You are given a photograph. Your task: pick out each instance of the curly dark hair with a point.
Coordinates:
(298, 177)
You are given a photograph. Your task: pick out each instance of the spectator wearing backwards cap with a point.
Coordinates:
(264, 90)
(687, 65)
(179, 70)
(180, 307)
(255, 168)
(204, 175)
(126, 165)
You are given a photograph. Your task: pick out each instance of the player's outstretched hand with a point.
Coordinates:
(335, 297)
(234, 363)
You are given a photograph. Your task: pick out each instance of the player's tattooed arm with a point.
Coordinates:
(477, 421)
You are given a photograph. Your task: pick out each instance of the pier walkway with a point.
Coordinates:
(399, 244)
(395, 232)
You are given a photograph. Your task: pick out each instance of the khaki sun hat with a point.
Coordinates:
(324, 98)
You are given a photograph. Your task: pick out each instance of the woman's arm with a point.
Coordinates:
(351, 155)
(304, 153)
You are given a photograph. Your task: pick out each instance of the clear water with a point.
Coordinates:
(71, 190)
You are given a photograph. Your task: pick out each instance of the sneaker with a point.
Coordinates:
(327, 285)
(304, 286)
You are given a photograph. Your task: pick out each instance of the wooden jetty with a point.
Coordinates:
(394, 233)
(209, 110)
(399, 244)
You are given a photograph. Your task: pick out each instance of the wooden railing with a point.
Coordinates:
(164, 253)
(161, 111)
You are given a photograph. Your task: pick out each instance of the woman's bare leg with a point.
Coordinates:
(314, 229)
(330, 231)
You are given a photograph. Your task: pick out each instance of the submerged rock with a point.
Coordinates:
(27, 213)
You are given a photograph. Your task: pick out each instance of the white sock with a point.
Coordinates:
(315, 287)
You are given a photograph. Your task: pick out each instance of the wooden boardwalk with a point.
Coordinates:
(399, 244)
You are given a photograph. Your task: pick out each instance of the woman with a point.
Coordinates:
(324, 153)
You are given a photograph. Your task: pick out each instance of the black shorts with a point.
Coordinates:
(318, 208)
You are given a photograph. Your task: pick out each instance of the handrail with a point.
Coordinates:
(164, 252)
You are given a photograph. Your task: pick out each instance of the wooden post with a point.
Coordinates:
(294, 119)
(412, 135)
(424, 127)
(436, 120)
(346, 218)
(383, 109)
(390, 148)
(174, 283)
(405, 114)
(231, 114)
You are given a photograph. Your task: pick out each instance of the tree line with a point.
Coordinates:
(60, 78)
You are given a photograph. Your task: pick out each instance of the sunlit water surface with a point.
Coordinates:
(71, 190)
-.-.-
Put every line of the items above into a Markdown table with the columns No. and Text. Number the rows in order and leave out any blank lines.

| No. | Text |
|---|---|
| 1 | You are given a photograph. Your task: pick out each instance of the curly dark hair with a point. |
| 2 | Coordinates: |
| 3 | (298, 177) |
| 4 | You are given a photograph. Your task: pick out each instance of the spectator wearing backwards cap with a point. |
| 5 | Coordinates: |
| 6 | (264, 90) |
| 7 | (687, 65) |
| 8 | (179, 70) |
| 9 | (180, 307) |
| 10 | (255, 168) |
| 11 | (204, 175) |
| 12 | (126, 165) |
| 13 | You are given a photograph. Your task: pick out each instance of the player's outstretched hand with a point. |
| 14 | Coordinates: |
| 15 | (335, 297) |
| 16 | (234, 363) |
| 17 | You are given a photograph. Your task: pick out each instance of the player's tattooed arm with a point. |
| 18 | Coordinates: |
| 19 | (477, 421) |
| 20 | You are given a photograph. Your task: pick out each instance of the pier walkway with a point. |
| 21 | Coordinates: |
| 22 | (399, 244) |
| 23 | (395, 232) |
| 24 | You are given a photograph. Your task: pick out each instance of the khaki sun hat with a point. |
| 25 | Coordinates: |
| 26 | (324, 98) |
| 27 | You are given a photograph. Your task: pick out each instance of the woman's arm with a point. |
| 28 | Coordinates: |
| 29 | (351, 155) |
| 30 | (304, 153) |
| 31 | You are given a photograph. Your task: pick out each instance of the clear water with a point. |
| 32 | Coordinates: |
| 33 | (71, 190) |
| 34 | You are given a photograph. Your task: pick out each instance of the sneaker with a point. |
| 35 | Coordinates: |
| 36 | (327, 285) |
| 37 | (304, 286) |
| 38 | You are given a photograph. Your task: pick out each instance of the wooden jetty with a point. |
| 39 | Coordinates: |
| 40 | (394, 233) |
| 41 | (209, 110) |
| 42 | (399, 244) |
| 43 | You are given a photograph. Your task: pick out each instance of the wooden railing with a point. |
| 44 | Coordinates: |
| 45 | (164, 253) |
| 46 | (161, 111) |
| 47 | You are given a photograph. Your task: pick out each instance of the woman's bare leg with a point. |
| 48 | Coordinates: |
| 49 | (314, 229) |
| 50 | (330, 231) |
| 51 | You are given a photograph. Your task: pick out each instance of the submerged rock with a point. |
| 52 | Coordinates: |
| 53 | (27, 213) |
| 54 | You are given a photograph. Your task: pick out each instance of the white sock with a point. |
| 55 | Coordinates: |
| 56 | (315, 287) |
| 57 | You are given a photograph. Your task: pick out each instance of the wooden boardwalk with a point. |
| 58 | Coordinates: |
| 59 | (399, 244) |
| 60 | You are given a photograph. Your task: pick out each instance of the woman with a point. |
| 61 | Coordinates: |
| 62 | (324, 153) |
| 63 | You are given a photograph. Your task: pick out each instance of the black shorts with a point. |
| 64 | Coordinates: |
| 65 | (318, 208) |
| 66 | You are given a photograph. Your task: pick out each instance of the handrail with a point. |
| 67 | Coordinates: |
| 68 | (164, 252) |
| 69 | You are given a photograph. Your task: pick out each instance of the wooden post with a point. |
| 70 | Coordinates: |
| 71 | (294, 119) |
| 72 | (412, 135) |
| 73 | (424, 127) |
| 74 | (436, 120) |
| 75 | (346, 218) |
| 76 | (383, 109) |
| 77 | (390, 148) |
| 78 | (174, 283) |
| 79 | (405, 114) |
| 80 | (231, 114) |
| 81 | You are given a photograph. Your task: pick out each instance of the tree line with a point. |
| 82 | Coordinates: |
| 83 | (60, 78) |
| 84 | You are given a photograph. Your task: pick out each instance of the sunlit water surface with a point. |
| 85 | Coordinates: |
| 86 | (71, 190) |